WHAT IS REQUIRED: Leaving the pictures aside, restate all of the data exactly.

____ DATASET

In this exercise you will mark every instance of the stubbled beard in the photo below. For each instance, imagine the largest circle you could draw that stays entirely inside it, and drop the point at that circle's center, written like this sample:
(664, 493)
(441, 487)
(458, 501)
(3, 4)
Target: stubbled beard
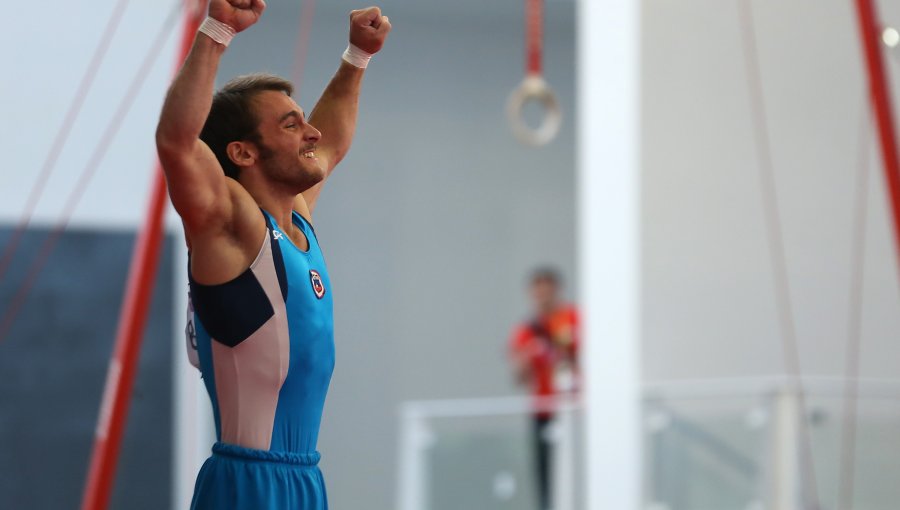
(293, 176)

________

RESPONSE:
In this exercise you will mark every instance of the stubbled beard in the photo below. For each instance, imagine the largest circle you could draw that stays entirely inside it, and drop the point at that circle's center, written like this sample:
(664, 493)
(441, 487)
(458, 501)
(3, 4)
Target: stubbled beard
(293, 176)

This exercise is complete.